▸ Short problem 1
Recast every line of the records below as a Markdown table with the columns Row and Line, numbering each row and omitting blank lines.
Text passage start
In [2]:
from PrepareOriginalData import PrepareData
import numpy as np

# Some constants
taskType = 'all'
data_amount = 1
epochs = 50

# Train on only one question type
question_type = 'yes/no'

# Load training set
p = PrepareData(path_images='data_vqa_feat', # Path to image features 
                subset='train2014', # Desired subset: either train2014 or val2014
                taskType=taskType, # 'OpenEnded', 'MultipleChoice', 'all'
                cut_data=data_amount, # Percentage of data to use, 1 = All values, above 1=#samples for debugging
                output_path='data', # Path where we want to output temporary data
                pad_length=32, # Number of words in a question (zero padded)
                question_threshold=0, answer_threshold=0, # Keep only most common words
                answers_sparse=True, questions_sparse=True, answer_type=question_type)
Text passage end
Record list start
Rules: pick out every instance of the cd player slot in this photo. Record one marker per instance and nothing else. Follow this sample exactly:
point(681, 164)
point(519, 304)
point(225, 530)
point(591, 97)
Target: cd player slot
Record list end
▸ Short problem 2
Write out the part of the data-loading code starting at "# Train on only" and ending at "question (zero padded)", character for character.

▸ Exercise result 1
| Row | Line |
|---|---|
| 1 | Rules: pick out every instance of the cd player slot in this photo. Record one marker per instance and nothing else. Follow this sample exactly: |
| 2 | point(681, 164) |
| 3 | point(519, 304) |
| 4 | point(225, 530) |
| 5 | point(591, 97) |
| 6 | Target: cd player slot |

▸ Exercise result 2
# Train on only one question type
question_type = 'yes/no'

# Load training set
p = PrepareData(path_images='data_vqa_feat', # Path to image features 
                subset='train2014', # Desired subset: either train2014 or val2014
                taskType=taskType, # 'OpenEnded', 'MultipleChoice', 'all'
                cut_data=data_amount, # Percentage of data to use, 1 = All values, above 1=#samples for debugging
                output_path='data', # Path where we want to output temporary data
                pad_length=32, # Number of words in a question (zero padded)